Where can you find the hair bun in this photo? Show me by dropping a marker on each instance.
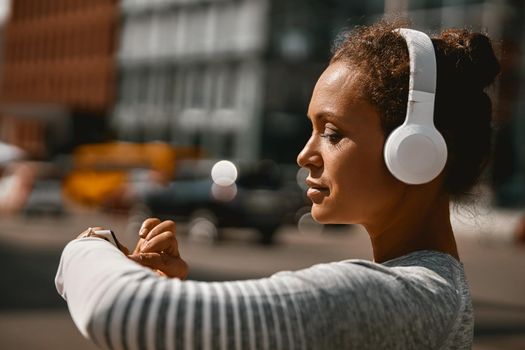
(473, 55)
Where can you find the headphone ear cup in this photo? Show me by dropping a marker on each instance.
(415, 154)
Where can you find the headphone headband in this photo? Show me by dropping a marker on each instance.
(416, 152)
(423, 69)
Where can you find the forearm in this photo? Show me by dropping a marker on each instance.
(91, 275)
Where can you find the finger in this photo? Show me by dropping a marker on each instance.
(139, 245)
(147, 226)
(168, 265)
(164, 242)
(164, 226)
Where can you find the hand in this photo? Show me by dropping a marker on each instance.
(90, 232)
(158, 249)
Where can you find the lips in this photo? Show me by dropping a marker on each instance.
(317, 191)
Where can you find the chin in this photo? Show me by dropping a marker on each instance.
(325, 216)
(320, 215)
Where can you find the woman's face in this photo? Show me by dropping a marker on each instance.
(348, 181)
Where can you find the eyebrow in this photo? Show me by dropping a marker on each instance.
(326, 116)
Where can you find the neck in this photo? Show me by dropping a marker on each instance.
(416, 227)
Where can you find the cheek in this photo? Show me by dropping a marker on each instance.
(363, 184)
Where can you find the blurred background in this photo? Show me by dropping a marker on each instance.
(194, 110)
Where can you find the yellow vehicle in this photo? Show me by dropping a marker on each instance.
(100, 171)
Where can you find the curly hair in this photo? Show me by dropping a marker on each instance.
(466, 65)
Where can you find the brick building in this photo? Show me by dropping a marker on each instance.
(58, 72)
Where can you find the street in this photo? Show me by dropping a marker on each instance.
(33, 316)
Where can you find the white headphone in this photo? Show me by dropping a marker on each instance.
(416, 152)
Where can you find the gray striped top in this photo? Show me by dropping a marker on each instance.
(417, 301)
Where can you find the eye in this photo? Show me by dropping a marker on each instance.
(331, 135)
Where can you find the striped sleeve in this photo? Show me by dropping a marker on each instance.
(119, 304)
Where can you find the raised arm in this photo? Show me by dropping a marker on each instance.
(120, 304)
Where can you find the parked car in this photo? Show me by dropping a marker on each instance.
(261, 196)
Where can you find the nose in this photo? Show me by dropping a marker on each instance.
(310, 157)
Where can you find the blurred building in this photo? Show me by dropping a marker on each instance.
(228, 76)
(57, 72)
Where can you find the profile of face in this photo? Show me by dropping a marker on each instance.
(348, 179)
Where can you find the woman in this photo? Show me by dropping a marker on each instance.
(413, 296)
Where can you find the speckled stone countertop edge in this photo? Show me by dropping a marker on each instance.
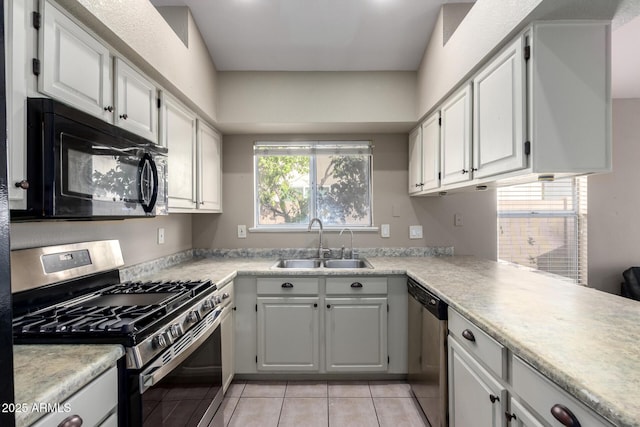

* [Problem to solve]:
If a record holds a picture, leave the picture out, but repeat every line exactly.

* [Answer section]:
Where can you find the hair bun in this photo? Show me by dropping a marker on each instance.
(473, 55)
Where can you find the headphone ear cup in this photo? Show me by dropping a marker on each instance.
(415, 154)
Where can you find the headphone headband in this photo? Show me by dropping a marker on each instance.
(416, 152)
(423, 69)
Where can you find the forearm in this photo? Show me by dropping a marker on each instance.
(91, 275)
Where can you find the finger in this photo? Show me by dropping a marker on each instance.
(139, 245)
(147, 226)
(168, 265)
(164, 242)
(164, 226)
Where can you find the hand in this photo? Show me by dropping a marker on each instance.
(90, 232)
(158, 249)
Where can you find the lips in this photo? Show me by dropping a marker on each instance.
(317, 191)
Where can you find the chin in this photo? Show me by dropping a marker on each instance.
(325, 216)
(320, 215)
Where can you find the woman's face in this photo? Show me by dropping a marker on each instance.
(348, 181)
Where can you find the eyebrow in this photo? Show me by dropping a marker on each instance.
(326, 116)
Where can you find the neck in this photo? Show me by dropping a marker on each instance.
(416, 227)
Where can you find the cheek in this photo? Show me by dropping a marker on each instance.
(363, 184)
Where can you find the blurred background in this photo? Show me by dropping a marker on each instance.
(194, 110)
Where can you find the yellow vehicle in this photo? Show me by dropping a marker on each instance.
(100, 171)
Where can you find the curly hair in this photo? Show me by dropping a marker on each instance.
(466, 65)
Where can you find the brick building in this photo? Show me by dropping a marker on each instance.
(58, 72)
Where can you find the street in this photo? Show me by dropping a marker on each instance.
(33, 316)
Where can you find the white headphone in this photo? Show me by dropping a marker on each instance.
(416, 152)
Where can you find the gray striped top in this photo? Show me by dropping a marker on each instance.
(417, 301)
Where can you find the eye in this photo? Show me by dropping a marker on each instance.
(331, 135)
Where can you find the striped sleeve in this photo? Show me by dropping a marker on each instance.
(119, 304)
Where can you find the raised arm in this photo? Show me by dropping a marker on each instance.
(120, 304)
Where can you find the parked car in this photo? Show me by dropping a marker on each instance.
(261, 196)
Where can you find the nose in this photo? Show me by dropping a marker on each instance.
(310, 157)
Where can you find the blurred building in this photo? Show me by dropping a marker on each instance.
(228, 76)
(57, 72)
Where can you find the profile of face in this photo? Show me by dropping a marker on each instance.
(348, 179)
Where can you find the woman in this photo? Show me by dropping a marker on each instance.
(413, 296)
Where can you find the speckled stone countertop edge in this photo? Show me by dropping a marker on each instance.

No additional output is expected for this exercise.